**DIRECTIONS FOR THIS TASK:** Which lines of the entries below run from the one holding "Place one keypoint on each instance of the yellow" to the one holding "Target: yellow flower center", inclusive? Set down exactly those lines and no others.

**GIVEN RECORDS:**
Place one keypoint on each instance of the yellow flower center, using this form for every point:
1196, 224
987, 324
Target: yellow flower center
* * *
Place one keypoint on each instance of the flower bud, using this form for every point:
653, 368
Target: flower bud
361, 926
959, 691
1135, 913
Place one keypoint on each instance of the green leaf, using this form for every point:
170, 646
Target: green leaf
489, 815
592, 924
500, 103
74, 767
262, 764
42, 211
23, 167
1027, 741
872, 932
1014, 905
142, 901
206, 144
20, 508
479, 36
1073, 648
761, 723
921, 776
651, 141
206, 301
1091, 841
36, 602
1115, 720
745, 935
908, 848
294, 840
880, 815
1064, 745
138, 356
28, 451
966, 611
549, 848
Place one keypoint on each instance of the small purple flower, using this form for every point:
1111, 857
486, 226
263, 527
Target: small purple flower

**FINAL ANSWER:**
Place one keypoint on each instance of the yellow flower center, using this form for every point:
1196, 224
987, 324
Target: yellow flower center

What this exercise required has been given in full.